Josemar and Jason Alparo-Hernandez, 5, are getting ready to start first grade.
Sparks resident Judy Townsley made the decision to put her twins in different classrooms when they started school four years ago, but Emily Meoli, of Towson, did the opposite, requesting her twins be together.
Who was right?
Turns out, they both were.
The decision about whether to place twins in the same classroom or separate them is a tough one for many parents of multiples. Limited research on the topic, along with continually shifting educational and social philosophies, further complicate the matter.
Much of the literature and research on twins’ classroom placement is anecdotal or survey-based, and does not produce consistent patterns on twins’ achievement and adjustment in relation to their classroom placement, according to research compiled by the University of Illinois’ Clearinghouse on Early Education and Parenting.
School officials at both Howard and Baltimore county public schools say they determine classroom placement of multiples on a case-by-case basis and factor in requests and concerns voiced by parents.
Parents like Townsley and Meoli insist the right choice depends on the personalities of the two children, their relationship with one another and whether they’ve been adequately prepared to be separated in school.
Townsley said she and her husband followed their gut feeling in deciding to place now 9-year-old Nicholas and Britton in different classes when they entered Sparks Elementary. She said she hoped that splitting them up would enable each to grow at his and her own pace and avoid constant comparison.
“I want to be sure they find themselves and make their own friends,” she said. “I based it on what I felt would be best for them.”
She noted early on that her twins displayed different personalities and interests, with Nicholas being drawn to hands-on activities and Britton preferring books and drawing.
Meoli, on the other hand, requested that her identical twin boys be assigned to the same class in kindergarten despite the principal’s recommendation to split multiples at their Baltimore County school.
“They had never been in a daycare situation. They’d never been separated,” she explained. “I felt it’d be difficult for them to be separated from me at the same time as being separated from each other.”
The decision proved to be the right one for her family. “I don’t think there should be across-the-board rules on this. I really think it depends on the kids,” Meoli said. “I don’t have a dominant twin. My decision would probably be different if I had. They’re remarkably alike in their abilities.”
According to research compiled by the University of Illinois, the incidence of twins increased 62 percent between 1980 and 1998 — a phenomena child development specialist and author Joan Friedman attributes to the popularity of fertility treatments.

:::::

■ **EXERCISES**
1. Answer these questions using the article on placing twins in classrooms.
(a) Which school were Nicholas and Britton entering when they were placed in different classes?
(b) Whose recommendation did Meoli go against by requesting that her twins share a kindergarten class?
(c) By what percentage did the incidence of twins increase between 1980 and 1998?
2. Write a continuation of the article on placing twins in classrooms, beginning right after its final sentence.

:::::

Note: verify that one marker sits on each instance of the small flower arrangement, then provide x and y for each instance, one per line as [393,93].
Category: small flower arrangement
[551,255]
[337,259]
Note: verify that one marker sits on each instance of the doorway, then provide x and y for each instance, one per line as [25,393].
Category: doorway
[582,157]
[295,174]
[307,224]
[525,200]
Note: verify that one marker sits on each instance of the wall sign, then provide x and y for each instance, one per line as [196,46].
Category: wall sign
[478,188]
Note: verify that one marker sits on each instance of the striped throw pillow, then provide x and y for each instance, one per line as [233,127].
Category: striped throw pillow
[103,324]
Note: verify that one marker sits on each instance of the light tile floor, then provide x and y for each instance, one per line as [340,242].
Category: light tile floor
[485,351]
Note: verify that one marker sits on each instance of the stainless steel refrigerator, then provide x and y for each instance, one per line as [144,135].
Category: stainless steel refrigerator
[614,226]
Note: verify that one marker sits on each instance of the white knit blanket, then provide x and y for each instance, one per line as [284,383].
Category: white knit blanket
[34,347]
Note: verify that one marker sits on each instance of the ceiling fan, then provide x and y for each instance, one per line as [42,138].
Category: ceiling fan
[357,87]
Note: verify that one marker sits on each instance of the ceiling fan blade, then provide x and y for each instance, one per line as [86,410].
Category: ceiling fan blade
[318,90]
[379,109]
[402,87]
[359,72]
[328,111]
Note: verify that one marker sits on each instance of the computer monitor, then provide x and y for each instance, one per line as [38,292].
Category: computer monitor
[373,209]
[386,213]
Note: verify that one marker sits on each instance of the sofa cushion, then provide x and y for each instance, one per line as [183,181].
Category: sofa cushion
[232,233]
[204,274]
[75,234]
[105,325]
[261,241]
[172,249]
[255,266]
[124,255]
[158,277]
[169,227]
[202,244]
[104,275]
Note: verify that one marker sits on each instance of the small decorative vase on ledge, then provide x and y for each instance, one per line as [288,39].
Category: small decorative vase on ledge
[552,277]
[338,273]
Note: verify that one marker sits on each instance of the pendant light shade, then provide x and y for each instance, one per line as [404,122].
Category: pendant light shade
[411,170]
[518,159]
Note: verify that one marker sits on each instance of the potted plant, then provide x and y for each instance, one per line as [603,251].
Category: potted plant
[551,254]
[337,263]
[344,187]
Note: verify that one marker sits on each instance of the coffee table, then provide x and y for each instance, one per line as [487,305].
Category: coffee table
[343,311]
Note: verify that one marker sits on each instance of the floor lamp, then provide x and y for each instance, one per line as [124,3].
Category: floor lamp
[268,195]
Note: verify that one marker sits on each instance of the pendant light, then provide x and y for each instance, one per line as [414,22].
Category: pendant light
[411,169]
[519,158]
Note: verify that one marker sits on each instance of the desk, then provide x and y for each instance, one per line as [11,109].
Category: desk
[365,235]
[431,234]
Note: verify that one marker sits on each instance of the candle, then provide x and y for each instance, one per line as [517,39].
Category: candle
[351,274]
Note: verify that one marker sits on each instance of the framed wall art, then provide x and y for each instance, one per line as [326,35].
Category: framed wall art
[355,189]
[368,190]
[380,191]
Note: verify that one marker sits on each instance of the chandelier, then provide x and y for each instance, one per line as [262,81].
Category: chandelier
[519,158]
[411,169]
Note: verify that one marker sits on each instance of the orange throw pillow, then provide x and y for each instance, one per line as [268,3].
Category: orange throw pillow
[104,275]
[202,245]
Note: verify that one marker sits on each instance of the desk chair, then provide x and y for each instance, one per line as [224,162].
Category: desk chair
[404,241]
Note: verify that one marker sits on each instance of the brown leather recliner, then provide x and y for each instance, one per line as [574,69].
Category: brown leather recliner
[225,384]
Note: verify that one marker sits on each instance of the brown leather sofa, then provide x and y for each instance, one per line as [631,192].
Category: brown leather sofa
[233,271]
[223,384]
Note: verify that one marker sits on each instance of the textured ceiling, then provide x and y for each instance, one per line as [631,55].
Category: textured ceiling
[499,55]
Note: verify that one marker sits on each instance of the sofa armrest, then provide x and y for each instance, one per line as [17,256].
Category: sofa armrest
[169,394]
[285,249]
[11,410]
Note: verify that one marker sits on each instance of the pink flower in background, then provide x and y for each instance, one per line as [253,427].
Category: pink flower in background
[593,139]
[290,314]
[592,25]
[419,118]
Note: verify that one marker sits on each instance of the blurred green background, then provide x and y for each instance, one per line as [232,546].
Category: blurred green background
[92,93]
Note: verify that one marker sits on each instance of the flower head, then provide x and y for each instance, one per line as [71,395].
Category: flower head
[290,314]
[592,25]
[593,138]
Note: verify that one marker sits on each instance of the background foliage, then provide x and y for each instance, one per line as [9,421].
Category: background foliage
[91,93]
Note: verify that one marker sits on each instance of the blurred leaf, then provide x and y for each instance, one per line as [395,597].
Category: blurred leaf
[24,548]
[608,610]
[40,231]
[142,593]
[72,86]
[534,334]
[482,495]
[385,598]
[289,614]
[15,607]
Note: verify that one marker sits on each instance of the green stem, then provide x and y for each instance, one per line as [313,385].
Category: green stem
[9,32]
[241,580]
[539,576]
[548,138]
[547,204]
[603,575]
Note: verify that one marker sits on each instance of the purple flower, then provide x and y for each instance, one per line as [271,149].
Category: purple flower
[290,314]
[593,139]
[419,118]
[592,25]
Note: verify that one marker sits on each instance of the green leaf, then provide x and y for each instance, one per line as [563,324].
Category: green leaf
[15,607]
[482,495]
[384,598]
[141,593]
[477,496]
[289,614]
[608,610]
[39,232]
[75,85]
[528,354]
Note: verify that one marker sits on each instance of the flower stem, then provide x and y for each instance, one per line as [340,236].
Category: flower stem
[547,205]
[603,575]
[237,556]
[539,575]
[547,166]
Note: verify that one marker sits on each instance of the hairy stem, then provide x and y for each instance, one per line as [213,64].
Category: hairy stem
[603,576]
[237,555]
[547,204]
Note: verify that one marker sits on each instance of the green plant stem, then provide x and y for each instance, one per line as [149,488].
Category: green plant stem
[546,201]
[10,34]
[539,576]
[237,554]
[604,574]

:::::

■ **ANSWER LIST**
1.
(a) Sparks Elementary.
(b) The principal's recommendation to split multiples at their Baltimore County school.
(c) 62 percent.

2.
Friedman, a psychotherapist from Los Angeles who specializes in twins and has written a book on the subject, can hearken back to her own schooling experience, when she and her identical twin were always placed in the same class. This was the norm in the 1950s, she said, adding that schools’ philosophies on twins’ classroom placement has shifted over the years. In the 1970s and ’80s, the philosophy in many schools became a rigid policy of separating twins, she explained.
“This was not really questioned until the 1980s, when there was a rise in the twin birth rate,” said Friedman, adding that parent preference has had a lot more clout in the decision over the past two decades. “Parents started to say, ‘Hey, this is not OK.’”
Friedman, whose book “Emotionally Healthy Twins” was published in February, recommends parents separate their twins in school, but also advises parents that a good deal of preparation take place before the first day of class.
Friedman and her sister didn’t experience a significant separation until they attended different colleges — an experience for which neither was prepared.
“To always be known as ‘the twins,’ or Joan’s twin or Jane’s twin — you’ve never been responded to as an individual. I was ill-prepared to meet the world as a singleton,” said Friedman, who is also a mother of five, including 19-year-old fraternal twin boys.
“My basic philosophy is that twins have the healthiest way of developing a separate self when parents take the time to bond with them as separate children,” she said, adding that she accomplished this with her twin sons, in part, by taking them to nursery school on different days and spending time with each one-on-one.
Twins’ “close and special bond” should not be split suddenly or they are likely to experience separation anxiety, Friedman contends.
“If they’ve never been separated and show up on the first day of kindergarten in separate classes, they will really be traumatized,” she said.
Marie Sauter, a first-grade teacher at Yeshivat Rambam, a Jewish day school in Baltimore, has taught six sets of twins in recent years. All but one of the sets were placed in different class sections at the school’s recommendation, she said.
“They’re always referred to as ‘the twins,’” Sauter said. “We feel that they need their own identities, their own set of friends.”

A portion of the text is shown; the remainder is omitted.